_Activity:_ Only one span of the listing below is wanted: the lines from the one with "TARGET = sky" through the one with "TARGET = person standing", reproduced exactly, both ends kept.

_Data for review:_

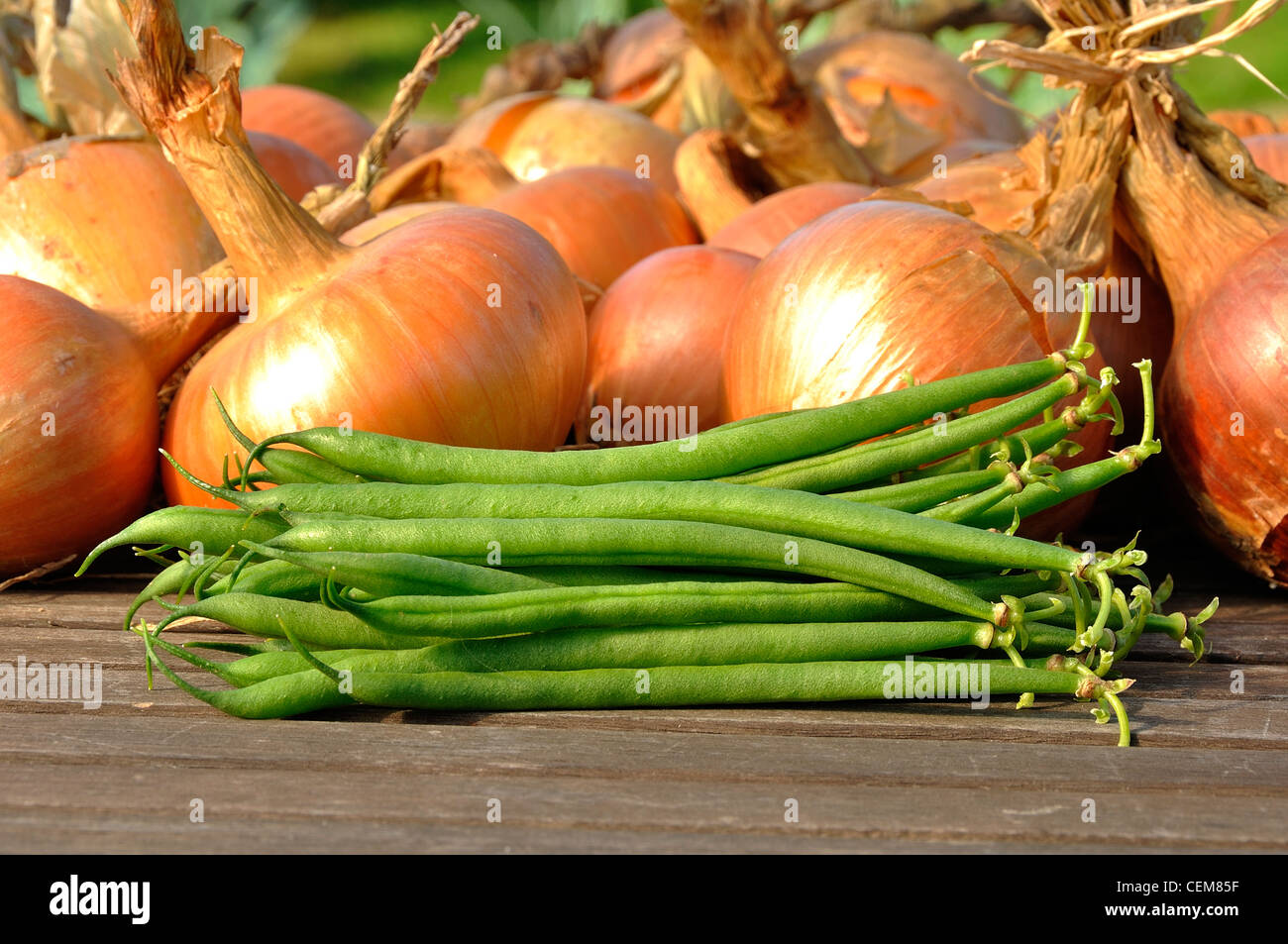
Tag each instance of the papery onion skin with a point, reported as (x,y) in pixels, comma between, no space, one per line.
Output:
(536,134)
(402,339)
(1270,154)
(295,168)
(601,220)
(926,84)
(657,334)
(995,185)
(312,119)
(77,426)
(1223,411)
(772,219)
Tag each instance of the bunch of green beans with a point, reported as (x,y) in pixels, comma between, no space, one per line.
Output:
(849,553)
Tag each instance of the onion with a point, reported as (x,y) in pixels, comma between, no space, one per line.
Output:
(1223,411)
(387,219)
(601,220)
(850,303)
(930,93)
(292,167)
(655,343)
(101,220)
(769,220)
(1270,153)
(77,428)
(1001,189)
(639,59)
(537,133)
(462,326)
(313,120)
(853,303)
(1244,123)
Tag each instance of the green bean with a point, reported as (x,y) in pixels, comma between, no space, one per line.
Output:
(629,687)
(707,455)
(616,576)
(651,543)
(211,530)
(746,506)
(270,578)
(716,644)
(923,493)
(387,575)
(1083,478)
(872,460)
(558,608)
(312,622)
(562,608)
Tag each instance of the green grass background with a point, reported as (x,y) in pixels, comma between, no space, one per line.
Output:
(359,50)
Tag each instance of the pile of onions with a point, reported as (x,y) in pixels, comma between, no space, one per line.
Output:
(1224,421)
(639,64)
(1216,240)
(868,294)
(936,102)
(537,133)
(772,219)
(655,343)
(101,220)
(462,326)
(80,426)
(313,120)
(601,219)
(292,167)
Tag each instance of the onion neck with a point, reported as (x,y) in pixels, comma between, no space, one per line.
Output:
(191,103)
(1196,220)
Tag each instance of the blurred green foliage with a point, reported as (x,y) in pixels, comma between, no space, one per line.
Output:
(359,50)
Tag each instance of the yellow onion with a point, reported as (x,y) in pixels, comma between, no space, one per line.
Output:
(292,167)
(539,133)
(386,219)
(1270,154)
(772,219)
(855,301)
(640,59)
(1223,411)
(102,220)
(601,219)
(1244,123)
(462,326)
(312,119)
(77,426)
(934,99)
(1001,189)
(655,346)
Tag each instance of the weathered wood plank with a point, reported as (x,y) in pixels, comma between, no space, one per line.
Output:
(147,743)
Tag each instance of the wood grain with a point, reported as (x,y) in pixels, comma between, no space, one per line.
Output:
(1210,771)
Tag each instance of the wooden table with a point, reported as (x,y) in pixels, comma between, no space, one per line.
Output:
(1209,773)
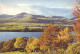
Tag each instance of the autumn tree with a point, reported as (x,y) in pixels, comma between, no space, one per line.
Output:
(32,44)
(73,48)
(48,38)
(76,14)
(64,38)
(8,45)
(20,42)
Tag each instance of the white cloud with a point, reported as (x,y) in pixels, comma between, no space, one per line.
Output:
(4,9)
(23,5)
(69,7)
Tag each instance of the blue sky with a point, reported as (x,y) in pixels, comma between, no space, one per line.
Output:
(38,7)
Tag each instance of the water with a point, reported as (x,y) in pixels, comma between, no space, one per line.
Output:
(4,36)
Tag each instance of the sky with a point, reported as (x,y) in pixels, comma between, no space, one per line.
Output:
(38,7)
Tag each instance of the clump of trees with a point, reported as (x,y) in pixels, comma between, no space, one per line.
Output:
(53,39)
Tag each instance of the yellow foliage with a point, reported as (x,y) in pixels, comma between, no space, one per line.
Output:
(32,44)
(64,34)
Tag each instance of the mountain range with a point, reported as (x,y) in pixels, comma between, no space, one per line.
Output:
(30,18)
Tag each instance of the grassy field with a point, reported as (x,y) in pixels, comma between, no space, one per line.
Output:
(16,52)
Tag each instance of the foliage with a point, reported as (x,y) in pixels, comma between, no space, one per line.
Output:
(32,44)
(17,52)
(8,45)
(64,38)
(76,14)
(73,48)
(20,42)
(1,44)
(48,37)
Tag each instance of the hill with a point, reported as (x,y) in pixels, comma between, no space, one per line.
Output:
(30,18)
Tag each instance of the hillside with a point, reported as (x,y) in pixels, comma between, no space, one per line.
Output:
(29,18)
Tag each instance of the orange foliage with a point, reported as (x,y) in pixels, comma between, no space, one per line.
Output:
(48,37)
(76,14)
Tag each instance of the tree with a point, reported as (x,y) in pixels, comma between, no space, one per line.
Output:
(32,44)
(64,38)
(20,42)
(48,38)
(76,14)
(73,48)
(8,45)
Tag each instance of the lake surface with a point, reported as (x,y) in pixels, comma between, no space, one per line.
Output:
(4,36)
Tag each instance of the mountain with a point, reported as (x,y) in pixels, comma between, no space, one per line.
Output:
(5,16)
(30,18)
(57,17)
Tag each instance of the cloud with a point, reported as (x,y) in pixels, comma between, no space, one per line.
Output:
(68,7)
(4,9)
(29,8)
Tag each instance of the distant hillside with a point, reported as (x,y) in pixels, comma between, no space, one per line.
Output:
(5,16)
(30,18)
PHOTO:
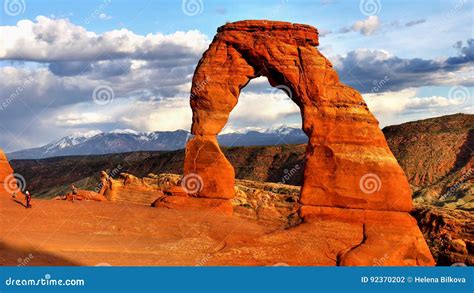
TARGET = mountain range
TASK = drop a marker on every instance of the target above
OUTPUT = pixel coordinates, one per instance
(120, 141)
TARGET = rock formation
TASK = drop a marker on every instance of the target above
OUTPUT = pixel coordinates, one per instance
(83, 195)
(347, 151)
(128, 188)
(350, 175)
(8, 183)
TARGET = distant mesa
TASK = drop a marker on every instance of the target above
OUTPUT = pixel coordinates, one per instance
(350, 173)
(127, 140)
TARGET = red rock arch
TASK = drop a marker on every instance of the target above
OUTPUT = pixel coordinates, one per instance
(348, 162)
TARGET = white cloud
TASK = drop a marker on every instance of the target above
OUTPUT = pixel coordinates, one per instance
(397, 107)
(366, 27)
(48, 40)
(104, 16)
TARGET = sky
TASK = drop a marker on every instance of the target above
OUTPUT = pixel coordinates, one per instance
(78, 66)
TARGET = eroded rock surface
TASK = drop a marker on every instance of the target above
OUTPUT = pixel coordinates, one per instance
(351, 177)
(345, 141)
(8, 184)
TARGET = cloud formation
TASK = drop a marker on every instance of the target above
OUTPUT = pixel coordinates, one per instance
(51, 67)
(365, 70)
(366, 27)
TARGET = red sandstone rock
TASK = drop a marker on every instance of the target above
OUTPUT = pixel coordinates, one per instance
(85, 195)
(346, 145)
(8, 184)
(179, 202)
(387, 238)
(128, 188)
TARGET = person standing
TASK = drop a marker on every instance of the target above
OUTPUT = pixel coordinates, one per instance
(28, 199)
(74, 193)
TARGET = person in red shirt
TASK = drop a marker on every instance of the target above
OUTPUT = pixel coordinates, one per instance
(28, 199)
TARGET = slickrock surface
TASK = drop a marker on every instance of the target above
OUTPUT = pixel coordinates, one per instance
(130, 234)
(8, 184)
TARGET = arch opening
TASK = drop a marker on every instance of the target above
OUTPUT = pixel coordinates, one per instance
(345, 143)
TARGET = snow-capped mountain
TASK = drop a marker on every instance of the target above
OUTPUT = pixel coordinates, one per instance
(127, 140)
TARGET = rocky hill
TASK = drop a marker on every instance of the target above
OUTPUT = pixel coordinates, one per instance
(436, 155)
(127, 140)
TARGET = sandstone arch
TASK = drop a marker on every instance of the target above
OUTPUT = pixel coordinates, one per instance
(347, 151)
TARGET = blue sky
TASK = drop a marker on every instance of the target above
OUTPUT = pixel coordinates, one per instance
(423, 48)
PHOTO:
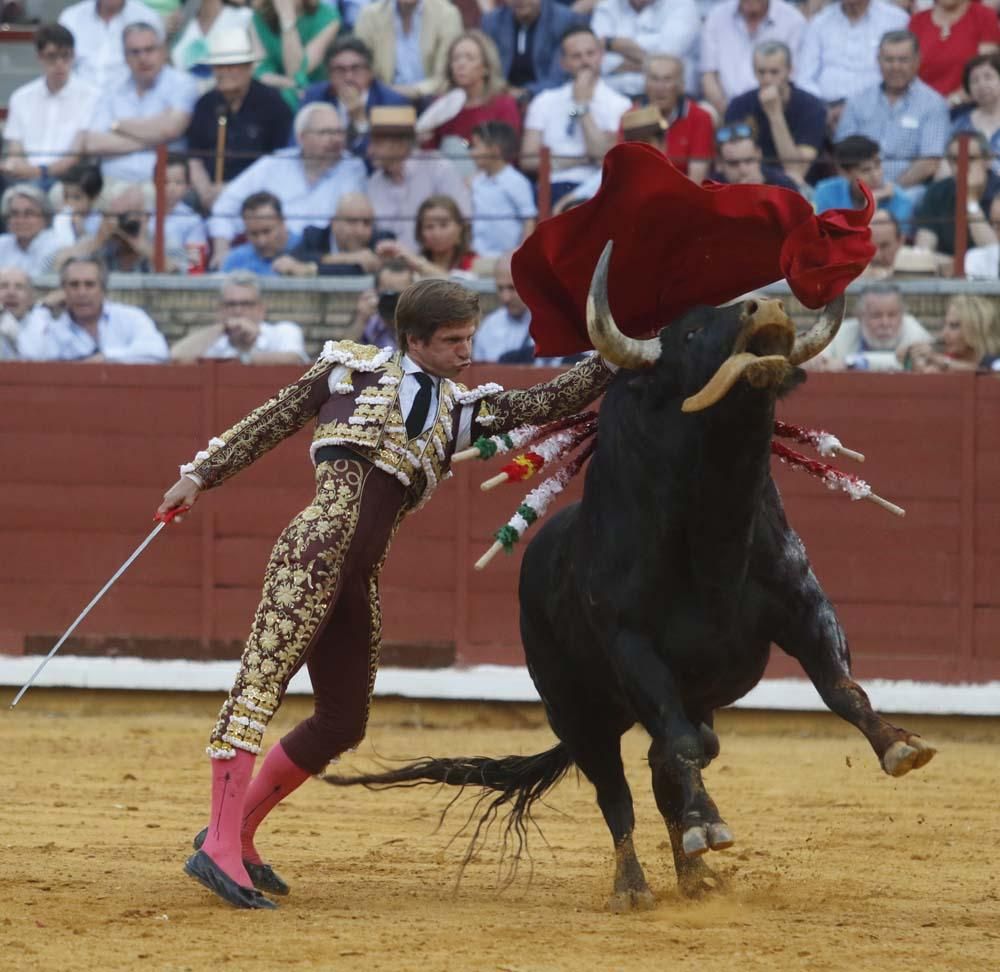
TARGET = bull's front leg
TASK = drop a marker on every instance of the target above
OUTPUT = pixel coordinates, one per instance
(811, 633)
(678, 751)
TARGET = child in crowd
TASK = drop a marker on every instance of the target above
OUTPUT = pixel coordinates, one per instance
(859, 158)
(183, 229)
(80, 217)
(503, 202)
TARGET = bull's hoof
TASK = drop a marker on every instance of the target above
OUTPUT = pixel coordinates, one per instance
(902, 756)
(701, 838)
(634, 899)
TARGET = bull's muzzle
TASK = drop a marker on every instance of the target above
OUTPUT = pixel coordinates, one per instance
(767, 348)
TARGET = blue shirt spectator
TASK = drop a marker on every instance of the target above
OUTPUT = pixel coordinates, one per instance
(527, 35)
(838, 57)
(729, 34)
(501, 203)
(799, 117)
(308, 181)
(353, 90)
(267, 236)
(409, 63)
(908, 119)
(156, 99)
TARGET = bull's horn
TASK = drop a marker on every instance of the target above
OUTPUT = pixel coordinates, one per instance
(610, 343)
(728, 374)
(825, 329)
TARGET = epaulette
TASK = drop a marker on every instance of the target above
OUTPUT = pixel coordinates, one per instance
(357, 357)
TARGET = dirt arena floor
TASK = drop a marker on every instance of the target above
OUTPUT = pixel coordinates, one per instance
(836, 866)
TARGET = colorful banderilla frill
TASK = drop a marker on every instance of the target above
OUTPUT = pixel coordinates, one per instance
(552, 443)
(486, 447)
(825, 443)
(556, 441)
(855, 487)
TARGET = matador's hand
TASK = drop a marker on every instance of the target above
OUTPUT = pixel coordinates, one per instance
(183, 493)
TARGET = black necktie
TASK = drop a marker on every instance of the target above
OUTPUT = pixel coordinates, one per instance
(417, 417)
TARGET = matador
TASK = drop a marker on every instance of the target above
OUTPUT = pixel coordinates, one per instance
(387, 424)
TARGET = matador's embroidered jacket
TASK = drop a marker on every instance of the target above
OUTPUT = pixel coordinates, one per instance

_Response below:_
TARGET = sky
TASK = drop a marker on every instance of the target above
OUTPUT = pixel coordinates, one per instance
(78, 66)
TARGET = eroded rock surface
TASK = drop a marker on every instance of the target above
OUTPUT = pixel coordinates, one per instance
(351, 177)
(345, 141)
(8, 184)
TARGET = cloud formation
TASK = drop a marker on every instance of the target above
OUTPUT = pixel coordinates, one per instance
(51, 67)
(365, 70)
(366, 27)
TARGET = red sandstone rock
TASK = drop a marker on every instance of the target above
OUTPUT = pixel coordinates, one per instance
(85, 195)
(346, 145)
(8, 184)
(179, 202)
(387, 238)
(128, 188)
TARGET = person standing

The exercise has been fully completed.